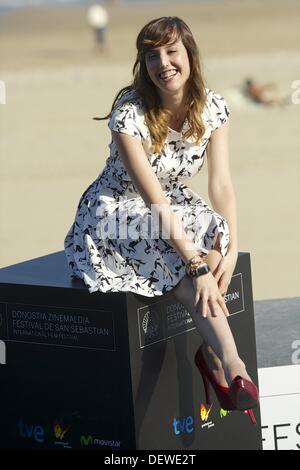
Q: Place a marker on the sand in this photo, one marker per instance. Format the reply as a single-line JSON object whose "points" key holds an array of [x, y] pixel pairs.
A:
{"points": [[51, 149]]}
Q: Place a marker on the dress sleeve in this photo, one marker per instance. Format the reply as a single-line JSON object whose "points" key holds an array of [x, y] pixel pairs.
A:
{"points": [[125, 119], [219, 110]]}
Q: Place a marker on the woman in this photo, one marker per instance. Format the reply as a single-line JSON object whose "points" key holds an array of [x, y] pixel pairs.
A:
{"points": [[162, 125]]}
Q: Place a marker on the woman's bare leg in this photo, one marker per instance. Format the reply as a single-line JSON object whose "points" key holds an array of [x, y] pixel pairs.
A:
{"points": [[214, 330]]}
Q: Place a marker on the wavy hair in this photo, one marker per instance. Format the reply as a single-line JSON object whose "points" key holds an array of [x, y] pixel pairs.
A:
{"points": [[156, 33]]}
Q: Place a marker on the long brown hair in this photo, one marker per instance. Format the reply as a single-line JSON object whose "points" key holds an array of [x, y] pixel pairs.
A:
{"points": [[159, 32]]}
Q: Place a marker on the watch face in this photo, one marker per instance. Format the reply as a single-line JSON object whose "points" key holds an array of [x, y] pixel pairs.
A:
{"points": [[204, 269]]}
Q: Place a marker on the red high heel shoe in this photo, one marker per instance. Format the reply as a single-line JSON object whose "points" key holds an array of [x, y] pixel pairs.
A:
{"points": [[243, 393]]}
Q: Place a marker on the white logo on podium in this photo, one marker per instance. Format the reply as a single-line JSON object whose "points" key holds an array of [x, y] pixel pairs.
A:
{"points": [[2, 352]]}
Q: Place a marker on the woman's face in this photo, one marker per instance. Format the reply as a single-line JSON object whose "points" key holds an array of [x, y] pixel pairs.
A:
{"points": [[168, 67]]}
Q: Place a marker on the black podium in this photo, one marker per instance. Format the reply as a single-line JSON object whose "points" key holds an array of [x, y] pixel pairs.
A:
{"points": [[111, 371]]}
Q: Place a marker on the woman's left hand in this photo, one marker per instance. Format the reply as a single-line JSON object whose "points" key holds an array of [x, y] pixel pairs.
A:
{"points": [[223, 272]]}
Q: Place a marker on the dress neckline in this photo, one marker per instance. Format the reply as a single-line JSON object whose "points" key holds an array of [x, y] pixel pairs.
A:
{"points": [[182, 127]]}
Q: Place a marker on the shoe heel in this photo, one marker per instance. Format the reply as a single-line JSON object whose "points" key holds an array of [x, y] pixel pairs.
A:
{"points": [[206, 388]]}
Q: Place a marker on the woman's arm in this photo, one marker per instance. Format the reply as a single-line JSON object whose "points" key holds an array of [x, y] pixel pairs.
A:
{"points": [[149, 187], [220, 187]]}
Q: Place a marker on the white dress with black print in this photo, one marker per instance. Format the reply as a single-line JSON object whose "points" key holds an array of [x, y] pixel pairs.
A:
{"points": [[114, 244]]}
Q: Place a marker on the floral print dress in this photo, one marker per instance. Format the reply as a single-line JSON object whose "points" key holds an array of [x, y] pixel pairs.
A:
{"points": [[113, 244]]}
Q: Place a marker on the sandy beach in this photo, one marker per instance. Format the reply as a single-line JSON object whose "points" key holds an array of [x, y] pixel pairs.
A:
{"points": [[51, 149]]}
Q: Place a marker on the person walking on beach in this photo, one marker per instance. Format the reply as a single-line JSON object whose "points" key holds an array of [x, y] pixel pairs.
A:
{"points": [[266, 94], [98, 20], [139, 228]]}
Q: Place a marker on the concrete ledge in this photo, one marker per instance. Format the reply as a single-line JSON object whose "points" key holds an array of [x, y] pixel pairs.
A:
{"points": [[277, 327]]}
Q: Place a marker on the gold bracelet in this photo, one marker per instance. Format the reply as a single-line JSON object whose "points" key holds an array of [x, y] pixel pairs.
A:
{"points": [[195, 262]]}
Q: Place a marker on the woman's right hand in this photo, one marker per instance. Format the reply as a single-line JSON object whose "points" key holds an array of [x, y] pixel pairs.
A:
{"points": [[208, 298]]}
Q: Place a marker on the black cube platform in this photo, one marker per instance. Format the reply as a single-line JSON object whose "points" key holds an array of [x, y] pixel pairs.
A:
{"points": [[111, 371]]}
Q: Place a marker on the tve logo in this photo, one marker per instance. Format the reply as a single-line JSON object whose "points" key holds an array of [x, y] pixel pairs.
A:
{"points": [[30, 431], [183, 425], [2, 352]]}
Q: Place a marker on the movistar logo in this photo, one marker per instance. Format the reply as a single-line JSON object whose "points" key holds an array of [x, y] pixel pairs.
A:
{"points": [[2, 352]]}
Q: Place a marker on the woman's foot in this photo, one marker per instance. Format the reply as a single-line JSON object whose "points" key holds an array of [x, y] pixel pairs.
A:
{"points": [[233, 368]]}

----------------------------------------

§ **Problem description**
Beginning at the first line of the listing, print each line exactly until and including the one that has "Q: Place a marker on the black podium"; skip pictures.

§ **Result**
Q: Place a marker on the sand in this photo, one marker per instance. Format the reply as a single-line JSON object whose "points" key holds an array of [x, y] pixel pairs.
A:
{"points": [[51, 149]]}
Q: Place a marker on the dress sleeve in this photo, one marker per instance. Format the reply as a single-line JSON object whose "points" key holds an array of [x, y] pixel pairs.
A:
{"points": [[125, 119], [219, 110]]}
Q: Place a marker on the woman in this photo, one marker per instance. Format the reply as a single-line JSON object whose "points" key holds an array of [x, y] pixel pairs.
A:
{"points": [[162, 125]]}
Q: Place a marker on the woman's bare leg in this photo, one marker per instance. Format the reply as a single-line JSON object whose "points" key holds an array of [x, y] pixel pairs.
A:
{"points": [[214, 330]]}
Q: Place a marker on the wavy hair in this photo, one marker per instance. Format the reply as a single-line JSON object whose "points" key holds an array of [x, y] pixel pairs.
A:
{"points": [[156, 33]]}
Q: Place a marker on the long brown hair in this photo, one marker per instance. Format the reply as a single-line JSON object whose "points" key holds an array of [x, y] pixel pairs.
A:
{"points": [[159, 32]]}
Q: Place a marker on the watch face in this photo, one marker per instance. Format the reply as a single-line JSON object whose "points" key holds an array of [x, y] pixel pairs.
A:
{"points": [[204, 269]]}
Q: Place a marker on the red high heel shoe in this photo, one marker per instance. Format the reply as a single-line JSON object whose "points" key holds an array of [x, y] pixel pairs.
A:
{"points": [[243, 393]]}
Q: Place a marker on the white logo on podium in this photo, one marker per instance. Format the reply as a single-line JSON object whose "points" key holds an array of [x, y] pixel pairs.
A:
{"points": [[2, 352]]}
Q: Place a marker on the woman's face in this photo, one marker per instance. Format the reply as a single-line JSON object whose "points" key holds an array of [x, y] pixel pairs.
A:
{"points": [[168, 67]]}
Q: Place a marker on the black podium in this photo, one marker per instance. Format the reply as a single-line JSON object whose "points" key holds an array of [x, y] pixel pairs.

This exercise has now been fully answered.